The autonomous drawing

Prof. Dr. Daniela Bohde

A Medial Experiment, Upper Germany 1480-1530 (DFG BO 1860/5-1)

Artists such as Hans Baldung Grien or Albrecht Altdorfer produced autonomous drawings that did not serve as pereparatory scetches for another artwork. Thus - after the spread of printmaking in the 15th century - a new visual medium emerged. This media-historical dimension is the focus of the project.

Saint Christopher, 1512, Pen and black ink, heightened with white, on dark brown prepared paper, British Museum, London
Saint Christopher, 1512, Pen and black ink, heightened with white, on dark brown prepared paper, British Museum, London

In this context, the following questions are of particular interest:

  • Many autonomous drawings are conspicuous for their experimental formal language: they not infrequently impose an exuberant calligraphy, strange perspectives and enigmatic motifs on the viewer. What compositional and narrative strategies the artists were pursuing here needs to be investigated in more detail.
  • The preferred medium of the autonomous drawings are chiaroscuro drawings. What potential this type of drawing offered the artists and how they used it is being investigated by the research network on drawings in chiaroscuro on coloured primed papers in Upper Germany around 1500, consisting of art historians and restorers.

(Short exercise 1): In the project description on autonomous drawings, what three things does the experimental formal language of many such drawings impose on the viewer?

(Provided records):
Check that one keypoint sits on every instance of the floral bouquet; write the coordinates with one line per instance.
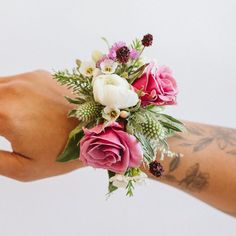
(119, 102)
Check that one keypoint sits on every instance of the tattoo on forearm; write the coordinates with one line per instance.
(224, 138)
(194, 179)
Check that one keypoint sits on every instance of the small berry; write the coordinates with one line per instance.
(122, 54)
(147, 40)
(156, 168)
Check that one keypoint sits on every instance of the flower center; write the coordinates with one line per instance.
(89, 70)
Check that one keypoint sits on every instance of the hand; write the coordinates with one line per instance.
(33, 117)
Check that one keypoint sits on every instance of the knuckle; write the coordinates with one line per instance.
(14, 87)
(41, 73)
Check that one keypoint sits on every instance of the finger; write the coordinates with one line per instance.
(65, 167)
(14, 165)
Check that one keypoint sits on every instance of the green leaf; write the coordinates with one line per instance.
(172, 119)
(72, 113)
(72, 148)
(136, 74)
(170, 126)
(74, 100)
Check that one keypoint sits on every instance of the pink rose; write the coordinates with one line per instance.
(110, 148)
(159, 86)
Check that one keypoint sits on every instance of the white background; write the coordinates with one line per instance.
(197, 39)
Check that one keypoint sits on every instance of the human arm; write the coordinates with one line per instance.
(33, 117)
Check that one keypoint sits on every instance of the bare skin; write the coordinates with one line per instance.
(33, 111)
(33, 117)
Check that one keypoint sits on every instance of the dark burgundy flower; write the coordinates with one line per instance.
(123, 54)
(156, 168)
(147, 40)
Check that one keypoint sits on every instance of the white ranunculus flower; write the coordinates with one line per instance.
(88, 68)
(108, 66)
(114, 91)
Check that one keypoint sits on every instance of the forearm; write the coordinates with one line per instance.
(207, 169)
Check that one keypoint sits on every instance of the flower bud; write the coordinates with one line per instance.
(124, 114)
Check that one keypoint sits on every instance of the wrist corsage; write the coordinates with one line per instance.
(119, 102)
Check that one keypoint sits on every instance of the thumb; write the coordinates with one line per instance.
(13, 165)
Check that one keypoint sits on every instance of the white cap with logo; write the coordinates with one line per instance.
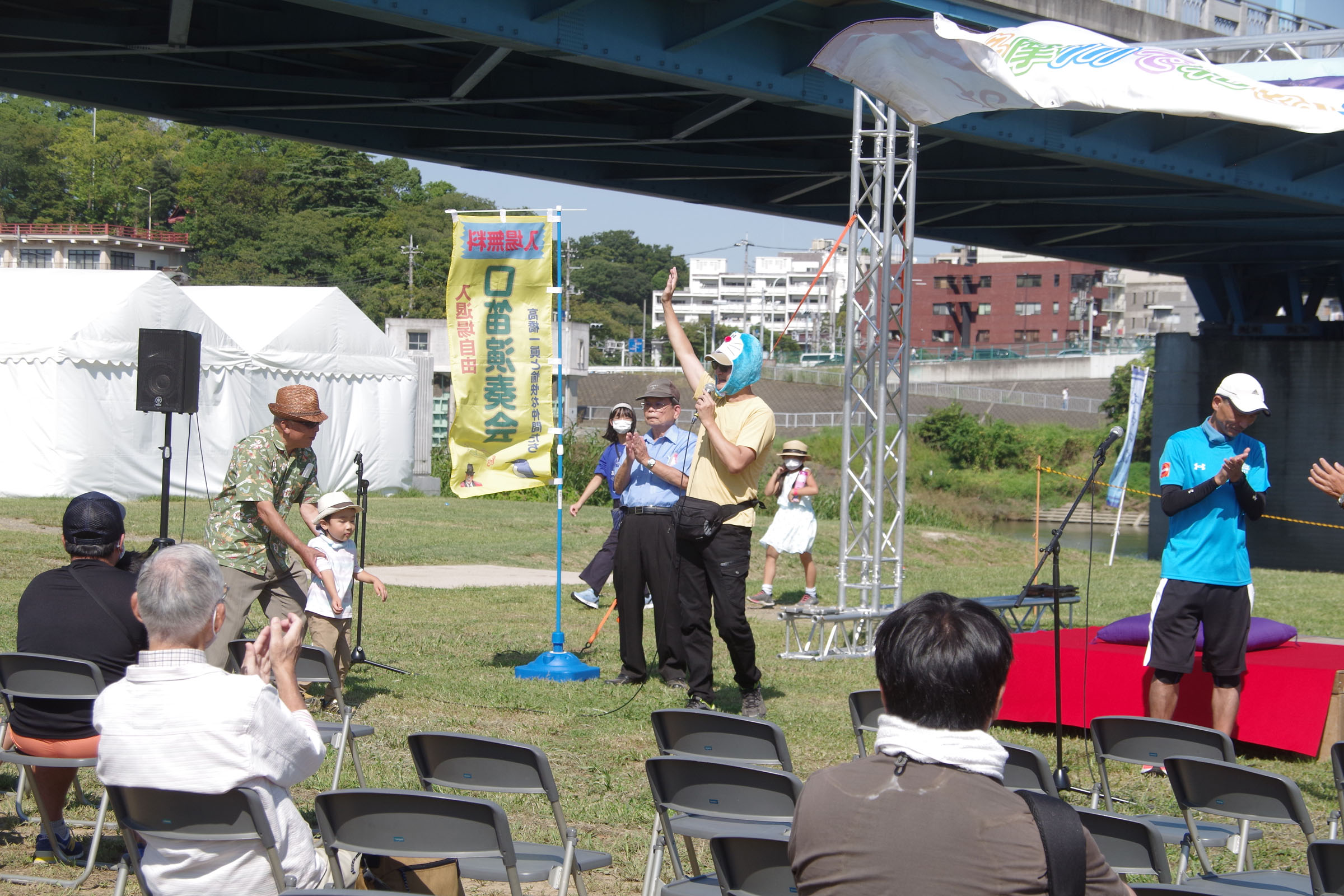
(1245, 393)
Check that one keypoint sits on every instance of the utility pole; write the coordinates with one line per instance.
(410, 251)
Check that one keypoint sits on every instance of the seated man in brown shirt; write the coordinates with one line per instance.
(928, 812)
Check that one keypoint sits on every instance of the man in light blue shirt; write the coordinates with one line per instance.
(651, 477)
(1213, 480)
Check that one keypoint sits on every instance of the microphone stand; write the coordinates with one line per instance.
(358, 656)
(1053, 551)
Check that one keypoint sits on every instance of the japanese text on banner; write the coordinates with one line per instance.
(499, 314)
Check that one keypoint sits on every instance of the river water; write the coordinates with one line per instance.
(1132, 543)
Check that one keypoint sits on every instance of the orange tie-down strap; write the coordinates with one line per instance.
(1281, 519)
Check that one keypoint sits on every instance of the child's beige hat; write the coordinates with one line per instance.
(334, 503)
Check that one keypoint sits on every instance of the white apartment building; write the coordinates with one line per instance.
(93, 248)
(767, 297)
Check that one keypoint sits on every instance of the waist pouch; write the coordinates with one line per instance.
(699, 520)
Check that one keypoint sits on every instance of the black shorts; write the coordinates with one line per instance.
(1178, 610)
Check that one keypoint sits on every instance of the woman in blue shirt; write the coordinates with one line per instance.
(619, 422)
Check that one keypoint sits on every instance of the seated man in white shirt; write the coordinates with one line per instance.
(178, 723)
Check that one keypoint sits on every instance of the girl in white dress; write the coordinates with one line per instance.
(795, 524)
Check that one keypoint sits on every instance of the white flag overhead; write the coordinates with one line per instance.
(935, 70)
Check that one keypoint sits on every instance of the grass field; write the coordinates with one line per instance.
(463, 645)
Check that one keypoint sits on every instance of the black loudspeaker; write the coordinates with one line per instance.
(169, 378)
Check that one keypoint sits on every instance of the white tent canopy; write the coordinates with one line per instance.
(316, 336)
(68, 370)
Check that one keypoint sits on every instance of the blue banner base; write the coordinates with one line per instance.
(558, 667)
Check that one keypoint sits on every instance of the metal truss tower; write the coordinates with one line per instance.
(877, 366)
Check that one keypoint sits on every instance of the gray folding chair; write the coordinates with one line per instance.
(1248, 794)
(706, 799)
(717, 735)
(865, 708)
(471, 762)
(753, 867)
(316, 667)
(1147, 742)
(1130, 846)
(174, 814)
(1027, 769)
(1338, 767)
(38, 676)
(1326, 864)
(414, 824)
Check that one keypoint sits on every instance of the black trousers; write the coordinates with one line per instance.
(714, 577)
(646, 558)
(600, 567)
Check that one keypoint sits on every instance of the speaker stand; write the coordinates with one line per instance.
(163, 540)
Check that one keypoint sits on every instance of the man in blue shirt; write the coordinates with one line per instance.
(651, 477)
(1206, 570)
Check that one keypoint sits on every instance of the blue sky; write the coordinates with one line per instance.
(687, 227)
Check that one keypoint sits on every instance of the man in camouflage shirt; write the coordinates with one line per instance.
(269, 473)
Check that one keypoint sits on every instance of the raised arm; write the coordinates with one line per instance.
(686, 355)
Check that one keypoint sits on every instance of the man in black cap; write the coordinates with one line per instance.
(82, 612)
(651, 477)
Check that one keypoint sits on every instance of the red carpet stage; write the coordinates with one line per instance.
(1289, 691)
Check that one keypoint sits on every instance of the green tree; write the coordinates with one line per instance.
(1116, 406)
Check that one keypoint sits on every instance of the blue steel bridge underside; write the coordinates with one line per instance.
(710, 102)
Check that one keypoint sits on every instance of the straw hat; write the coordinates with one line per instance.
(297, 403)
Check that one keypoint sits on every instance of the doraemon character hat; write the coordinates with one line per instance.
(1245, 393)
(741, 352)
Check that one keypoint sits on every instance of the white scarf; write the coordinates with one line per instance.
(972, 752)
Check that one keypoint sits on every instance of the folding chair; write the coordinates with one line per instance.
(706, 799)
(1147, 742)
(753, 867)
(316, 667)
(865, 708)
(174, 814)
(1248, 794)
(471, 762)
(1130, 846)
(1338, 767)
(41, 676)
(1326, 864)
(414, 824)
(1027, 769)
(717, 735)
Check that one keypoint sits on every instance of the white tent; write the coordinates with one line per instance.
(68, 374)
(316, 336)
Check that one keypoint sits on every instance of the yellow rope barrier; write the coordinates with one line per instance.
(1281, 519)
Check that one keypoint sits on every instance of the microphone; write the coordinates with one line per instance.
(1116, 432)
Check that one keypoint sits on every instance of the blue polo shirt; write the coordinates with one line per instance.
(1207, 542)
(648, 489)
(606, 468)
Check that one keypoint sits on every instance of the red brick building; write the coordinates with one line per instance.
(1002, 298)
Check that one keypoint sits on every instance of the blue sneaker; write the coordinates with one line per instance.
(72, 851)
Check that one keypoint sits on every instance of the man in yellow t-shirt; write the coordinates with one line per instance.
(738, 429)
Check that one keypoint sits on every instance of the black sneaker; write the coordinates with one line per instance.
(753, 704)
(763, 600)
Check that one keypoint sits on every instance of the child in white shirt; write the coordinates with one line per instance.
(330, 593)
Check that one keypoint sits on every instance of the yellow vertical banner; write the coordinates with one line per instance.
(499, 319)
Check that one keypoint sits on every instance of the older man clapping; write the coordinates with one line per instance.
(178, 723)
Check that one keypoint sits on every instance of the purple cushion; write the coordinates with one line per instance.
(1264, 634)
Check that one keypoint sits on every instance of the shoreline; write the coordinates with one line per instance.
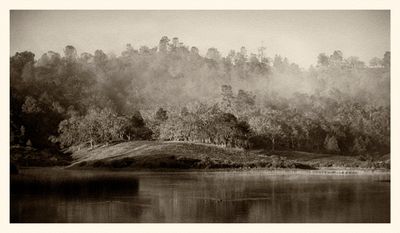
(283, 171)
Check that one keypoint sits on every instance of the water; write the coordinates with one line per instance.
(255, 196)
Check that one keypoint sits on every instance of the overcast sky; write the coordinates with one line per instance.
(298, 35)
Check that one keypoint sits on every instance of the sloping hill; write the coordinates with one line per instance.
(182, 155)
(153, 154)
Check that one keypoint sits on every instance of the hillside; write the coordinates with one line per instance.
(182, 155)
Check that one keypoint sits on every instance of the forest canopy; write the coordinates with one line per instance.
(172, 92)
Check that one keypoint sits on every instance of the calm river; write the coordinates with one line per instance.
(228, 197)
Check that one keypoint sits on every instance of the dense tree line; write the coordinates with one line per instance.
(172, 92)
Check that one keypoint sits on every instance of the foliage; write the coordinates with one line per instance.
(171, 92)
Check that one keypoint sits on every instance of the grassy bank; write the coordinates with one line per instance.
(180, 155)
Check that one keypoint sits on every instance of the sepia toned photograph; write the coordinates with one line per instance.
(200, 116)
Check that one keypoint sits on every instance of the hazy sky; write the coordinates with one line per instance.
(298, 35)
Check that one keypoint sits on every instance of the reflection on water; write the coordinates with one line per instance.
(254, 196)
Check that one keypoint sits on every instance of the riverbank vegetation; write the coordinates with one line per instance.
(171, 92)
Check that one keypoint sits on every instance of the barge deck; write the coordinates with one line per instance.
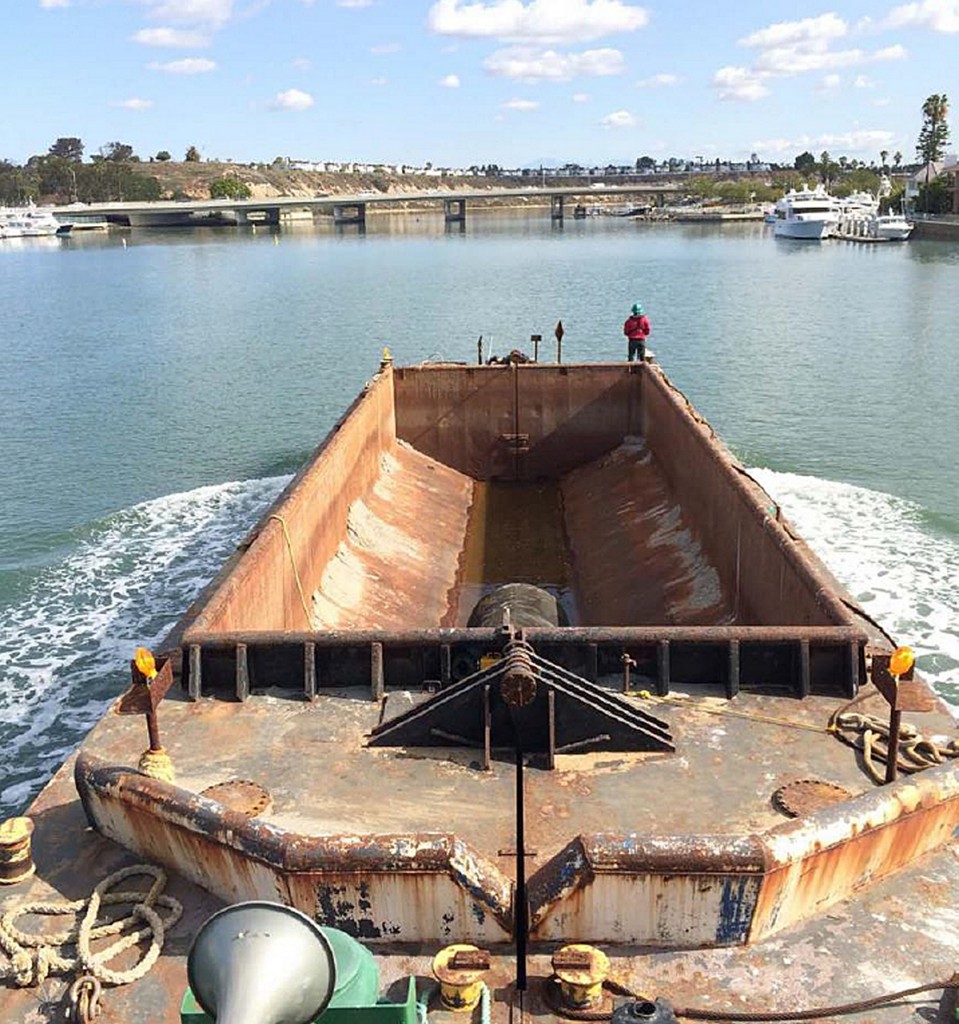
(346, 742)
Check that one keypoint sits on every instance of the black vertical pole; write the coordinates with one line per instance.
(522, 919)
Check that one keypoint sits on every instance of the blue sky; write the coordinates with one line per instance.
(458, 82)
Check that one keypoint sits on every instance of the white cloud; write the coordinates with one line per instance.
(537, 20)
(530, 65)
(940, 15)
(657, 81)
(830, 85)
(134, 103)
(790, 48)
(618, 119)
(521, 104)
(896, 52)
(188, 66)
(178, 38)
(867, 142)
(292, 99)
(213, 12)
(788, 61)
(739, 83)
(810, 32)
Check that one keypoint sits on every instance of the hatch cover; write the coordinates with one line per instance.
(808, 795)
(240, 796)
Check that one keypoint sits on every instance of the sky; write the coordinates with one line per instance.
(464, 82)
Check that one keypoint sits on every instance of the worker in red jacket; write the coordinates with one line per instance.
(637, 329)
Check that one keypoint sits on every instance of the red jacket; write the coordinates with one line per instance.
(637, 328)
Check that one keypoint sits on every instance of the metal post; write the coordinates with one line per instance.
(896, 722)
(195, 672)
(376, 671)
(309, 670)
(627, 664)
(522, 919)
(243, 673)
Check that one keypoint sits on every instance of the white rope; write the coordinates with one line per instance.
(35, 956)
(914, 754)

(Short exercise 2): Can you rewrite the records, everything from the line containing "the red jacket;" down through their end, with "keypoint" swapped for "marker" and nothing else changed?

(Written response 1):
exuberant calligraphy
strange perspectives
enigmatic motifs

(Written response 2):
Check that one marker sits on every instance of the red jacket; write the coordinates with one line per instance.
(637, 328)
Check that one marker sits on every instance of the metal post; write the coordinates with one line per instance.
(896, 722)
(195, 672)
(376, 671)
(309, 670)
(627, 664)
(522, 919)
(243, 673)
Check that one marker sits on every instance of the white rope; write the coordinates with one line per instance.
(35, 956)
(914, 754)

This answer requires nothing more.